_PROMPT:_ Please return each entry that follows exactly as given, but without pictures.

•••••

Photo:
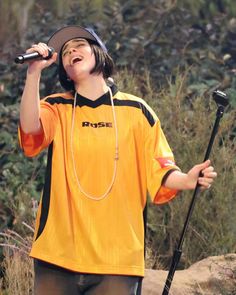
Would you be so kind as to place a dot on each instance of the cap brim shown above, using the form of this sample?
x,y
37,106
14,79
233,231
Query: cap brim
x,y
63,35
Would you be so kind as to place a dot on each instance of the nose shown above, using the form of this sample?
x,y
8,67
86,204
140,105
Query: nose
x,y
71,50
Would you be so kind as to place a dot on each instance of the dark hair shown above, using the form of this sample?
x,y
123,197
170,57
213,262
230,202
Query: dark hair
x,y
103,64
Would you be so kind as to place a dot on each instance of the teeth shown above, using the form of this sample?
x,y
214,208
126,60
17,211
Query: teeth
x,y
75,60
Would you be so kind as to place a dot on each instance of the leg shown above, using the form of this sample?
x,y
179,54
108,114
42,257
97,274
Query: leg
x,y
115,285
53,280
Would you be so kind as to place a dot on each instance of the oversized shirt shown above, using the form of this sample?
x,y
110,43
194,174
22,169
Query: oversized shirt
x,y
91,236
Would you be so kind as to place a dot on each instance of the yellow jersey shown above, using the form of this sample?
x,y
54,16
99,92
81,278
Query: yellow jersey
x,y
72,230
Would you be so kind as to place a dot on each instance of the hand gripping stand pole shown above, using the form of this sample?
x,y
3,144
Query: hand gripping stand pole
x,y
221,101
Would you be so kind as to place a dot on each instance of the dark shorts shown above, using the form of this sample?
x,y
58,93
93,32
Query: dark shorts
x,y
54,280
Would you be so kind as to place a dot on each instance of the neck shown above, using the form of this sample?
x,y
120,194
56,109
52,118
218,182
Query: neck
x,y
92,88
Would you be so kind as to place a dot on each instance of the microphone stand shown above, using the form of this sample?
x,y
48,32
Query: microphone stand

•••••

_ANSWER TO THE PROBLEM:_
Photo:
Would you be so kind as to place a dot on each instance of the cap brim shown above, using the form of this sample?
x,y
37,106
14,79
233,231
Query: cap brim
x,y
63,35
Would you be so kind as to place a dot on each instance of the nose shown above, using the form of this sample?
x,y
8,67
86,204
140,105
Query: nose
x,y
71,50
Would you be so kind as to place a dot on each instance of the dark hair shown above, using the form of this sample?
x,y
123,197
170,57
213,262
230,202
Query: dark hair
x,y
103,64
Would you be so kind as to place a dot on each instance of the teeth shown above, using the form of this sample?
x,y
214,208
126,60
17,211
Query: teeth
x,y
75,60
Would you be so kind as to place a dot on each instance of the leg shown above, using the form of this sample?
x,y
179,54
108,114
42,257
97,274
Query: leg
x,y
115,285
53,280
Would you be so kind as to place a dot on each instance of the oversized shirt shown above, using the form of this sample?
x,y
110,43
194,174
22,169
Query: oversized shirt
x,y
91,236
Would you be so kind as to place a dot on each instance of the yellow jersey shown above, using the form of this sample?
x,y
54,16
99,92
81,278
Query: yellow jersey
x,y
72,230
Would you be so kind as to place a dot on each instance of the hand gripping stand pole shown above, using the form of this sample?
x,y
3,144
Query: hand gripping stand pole
x,y
221,101
Would you be so kind as to place a dot on each instance of the dark shorts shown above, using the form of this sample?
x,y
58,93
93,32
Query: dark shorts
x,y
54,280
Would you be so kind as to place a dot on each instance of the neck shown above, using the form of this sample?
x,y
120,194
56,109
52,118
218,182
Query: neck
x,y
92,88
Would you be so kind as to place a dot on each instance of the microphone stand shown above, using the form of this sample?
x,y
48,32
Query: microphone stand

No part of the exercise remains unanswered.